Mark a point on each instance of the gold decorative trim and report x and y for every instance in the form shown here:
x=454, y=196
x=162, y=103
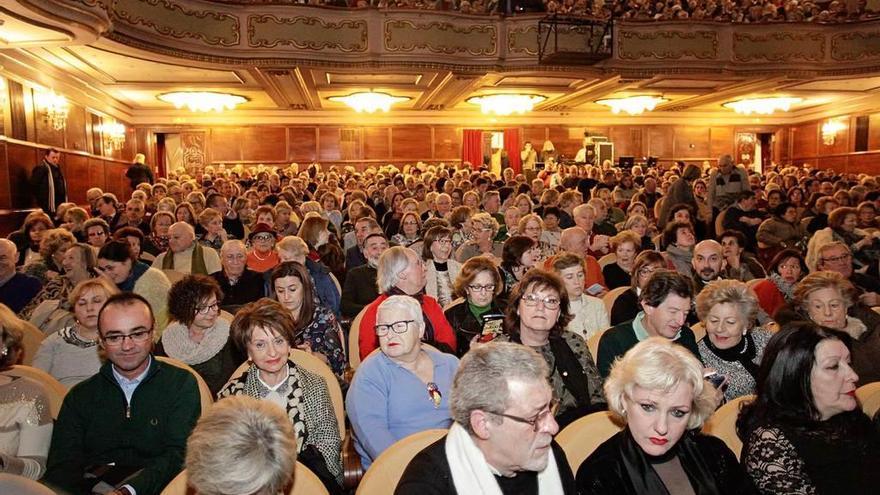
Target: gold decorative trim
x=307, y=44
x=796, y=40
x=670, y=36
x=118, y=12
x=430, y=38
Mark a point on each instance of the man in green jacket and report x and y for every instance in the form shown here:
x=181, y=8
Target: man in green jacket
x=134, y=415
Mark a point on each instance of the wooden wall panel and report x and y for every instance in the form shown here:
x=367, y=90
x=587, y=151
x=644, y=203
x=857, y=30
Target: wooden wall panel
x=377, y=143
x=447, y=143
x=411, y=142
x=264, y=143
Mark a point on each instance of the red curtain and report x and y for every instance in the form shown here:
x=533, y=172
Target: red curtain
x=513, y=147
x=472, y=147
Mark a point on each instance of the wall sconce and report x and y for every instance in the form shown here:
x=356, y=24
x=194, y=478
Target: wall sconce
x=830, y=130
x=54, y=107
x=113, y=134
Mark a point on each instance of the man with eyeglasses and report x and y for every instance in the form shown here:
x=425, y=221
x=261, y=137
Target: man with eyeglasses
x=666, y=303
x=501, y=440
x=127, y=426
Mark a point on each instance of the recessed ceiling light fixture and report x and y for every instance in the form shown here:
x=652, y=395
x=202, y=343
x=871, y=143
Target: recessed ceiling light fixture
x=369, y=101
x=633, y=105
x=762, y=106
x=203, y=101
x=506, y=104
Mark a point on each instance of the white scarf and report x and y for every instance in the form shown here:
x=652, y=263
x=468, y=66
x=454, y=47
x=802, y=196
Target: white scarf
x=472, y=475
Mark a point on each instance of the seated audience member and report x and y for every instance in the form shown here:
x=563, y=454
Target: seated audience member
x=401, y=272
x=828, y=299
x=242, y=445
x=657, y=388
x=134, y=399
x=588, y=314
x=16, y=289
x=537, y=314
x=441, y=271
x=625, y=245
x=398, y=377
x=317, y=330
x=776, y=291
x=26, y=420
x=265, y=331
x=71, y=354
x=239, y=284
x=501, y=440
x=805, y=431
x=116, y=265
x=360, y=288
x=479, y=312
x=627, y=306
x=185, y=255
x=666, y=302
x=196, y=335
x=262, y=256
x=733, y=345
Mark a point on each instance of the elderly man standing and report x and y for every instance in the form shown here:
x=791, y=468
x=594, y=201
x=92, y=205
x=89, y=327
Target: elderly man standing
x=186, y=255
x=502, y=439
x=240, y=284
x=402, y=272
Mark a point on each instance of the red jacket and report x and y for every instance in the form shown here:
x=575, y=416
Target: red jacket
x=368, y=342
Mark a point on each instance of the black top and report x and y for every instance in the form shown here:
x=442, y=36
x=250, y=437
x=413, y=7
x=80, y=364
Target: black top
x=429, y=474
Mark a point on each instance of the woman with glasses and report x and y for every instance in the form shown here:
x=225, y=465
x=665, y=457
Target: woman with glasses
x=317, y=330
x=196, y=334
x=441, y=269
x=657, y=390
x=536, y=316
x=479, y=312
x=401, y=389
x=265, y=331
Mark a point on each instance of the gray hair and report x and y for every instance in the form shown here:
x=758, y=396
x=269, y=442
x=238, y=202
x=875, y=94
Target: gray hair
x=241, y=445
x=481, y=382
x=391, y=263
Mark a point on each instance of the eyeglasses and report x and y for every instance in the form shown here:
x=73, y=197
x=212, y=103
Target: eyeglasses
x=136, y=337
x=207, y=309
x=398, y=326
x=536, y=421
x=532, y=301
x=482, y=288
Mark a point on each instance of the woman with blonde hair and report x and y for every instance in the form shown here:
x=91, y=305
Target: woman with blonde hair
x=657, y=389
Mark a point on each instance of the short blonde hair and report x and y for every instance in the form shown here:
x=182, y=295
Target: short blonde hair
x=659, y=364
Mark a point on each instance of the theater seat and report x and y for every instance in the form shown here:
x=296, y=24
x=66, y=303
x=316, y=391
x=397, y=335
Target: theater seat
x=585, y=435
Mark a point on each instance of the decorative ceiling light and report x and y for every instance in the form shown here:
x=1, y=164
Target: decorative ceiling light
x=506, y=104
x=762, y=106
x=54, y=108
x=369, y=101
x=203, y=101
x=634, y=105
x=113, y=133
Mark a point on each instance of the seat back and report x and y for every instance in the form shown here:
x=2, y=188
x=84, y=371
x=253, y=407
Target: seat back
x=55, y=391
x=722, y=423
x=313, y=364
x=869, y=397
x=386, y=470
x=581, y=438
x=206, y=398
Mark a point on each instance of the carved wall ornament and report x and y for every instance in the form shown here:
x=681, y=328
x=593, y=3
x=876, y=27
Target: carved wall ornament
x=307, y=33
x=170, y=19
x=779, y=47
x=665, y=45
x=440, y=37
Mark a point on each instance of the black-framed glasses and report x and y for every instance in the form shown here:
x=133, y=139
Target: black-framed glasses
x=535, y=421
x=398, y=327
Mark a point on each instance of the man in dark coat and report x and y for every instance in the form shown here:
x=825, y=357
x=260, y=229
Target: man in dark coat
x=47, y=182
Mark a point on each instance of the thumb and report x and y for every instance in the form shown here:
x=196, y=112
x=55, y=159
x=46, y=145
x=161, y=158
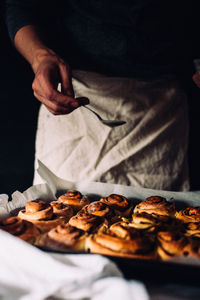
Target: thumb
x=66, y=81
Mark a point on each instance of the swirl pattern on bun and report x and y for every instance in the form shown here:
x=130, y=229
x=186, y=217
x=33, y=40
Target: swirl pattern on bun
x=64, y=237
x=75, y=199
x=40, y=213
x=120, y=204
x=62, y=210
x=156, y=205
x=172, y=244
x=121, y=240
x=189, y=214
x=85, y=221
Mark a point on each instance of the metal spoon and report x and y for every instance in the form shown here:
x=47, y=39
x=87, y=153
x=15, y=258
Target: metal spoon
x=110, y=123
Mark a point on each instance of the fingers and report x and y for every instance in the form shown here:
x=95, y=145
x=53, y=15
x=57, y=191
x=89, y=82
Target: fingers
x=196, y=79
x=66, y=82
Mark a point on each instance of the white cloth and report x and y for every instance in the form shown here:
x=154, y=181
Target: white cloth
x=150, y=150
x=27, y=273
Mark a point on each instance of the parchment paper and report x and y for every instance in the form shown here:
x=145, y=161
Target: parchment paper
x=54, y=185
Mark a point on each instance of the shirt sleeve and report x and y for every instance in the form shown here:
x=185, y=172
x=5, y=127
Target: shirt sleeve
x=19, y=13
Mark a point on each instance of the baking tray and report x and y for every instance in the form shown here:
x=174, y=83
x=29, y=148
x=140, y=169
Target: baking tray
x=150, y=271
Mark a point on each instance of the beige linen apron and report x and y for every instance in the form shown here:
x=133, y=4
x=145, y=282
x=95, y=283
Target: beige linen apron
x=150, y=150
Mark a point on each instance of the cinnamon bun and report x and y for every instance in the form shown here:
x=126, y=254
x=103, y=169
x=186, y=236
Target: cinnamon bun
x=192, y=229
x=64, y=237
x=62, y=210
x=40, y=213
x=75, y=199
x=121, y=240
x=120, y=204
x=156, y=205
x=85, y=221
x=172, y=244
x=189, y=214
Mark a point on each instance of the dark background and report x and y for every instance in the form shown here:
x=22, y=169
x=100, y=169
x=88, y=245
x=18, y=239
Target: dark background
x=18, y=121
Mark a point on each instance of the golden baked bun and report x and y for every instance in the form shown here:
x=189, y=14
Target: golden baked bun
x=120, y=204
x=172, y=244
x=85, y=221
x=192, y=229
x=74, y=199
x=62, y=210
x=121, y=240
x=64, y=237
x=40, y=213
x=189, y=214
x=21, y=229
x=156, y=205
x=153, y=222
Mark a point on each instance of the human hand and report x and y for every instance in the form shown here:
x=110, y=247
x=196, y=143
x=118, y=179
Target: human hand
x=196, y=79
x=50, y=70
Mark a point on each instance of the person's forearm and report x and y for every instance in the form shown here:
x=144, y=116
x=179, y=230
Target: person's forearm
x=28, y=42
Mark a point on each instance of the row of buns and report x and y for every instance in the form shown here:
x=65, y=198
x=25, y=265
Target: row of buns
x=113, y=225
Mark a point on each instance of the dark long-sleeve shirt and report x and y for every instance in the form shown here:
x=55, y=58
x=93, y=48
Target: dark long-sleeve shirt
--------------------------------------------------
| ASSIGNMENT |
From the records, work out how many lines include "long" and respond with the number only.

| REPLY |
2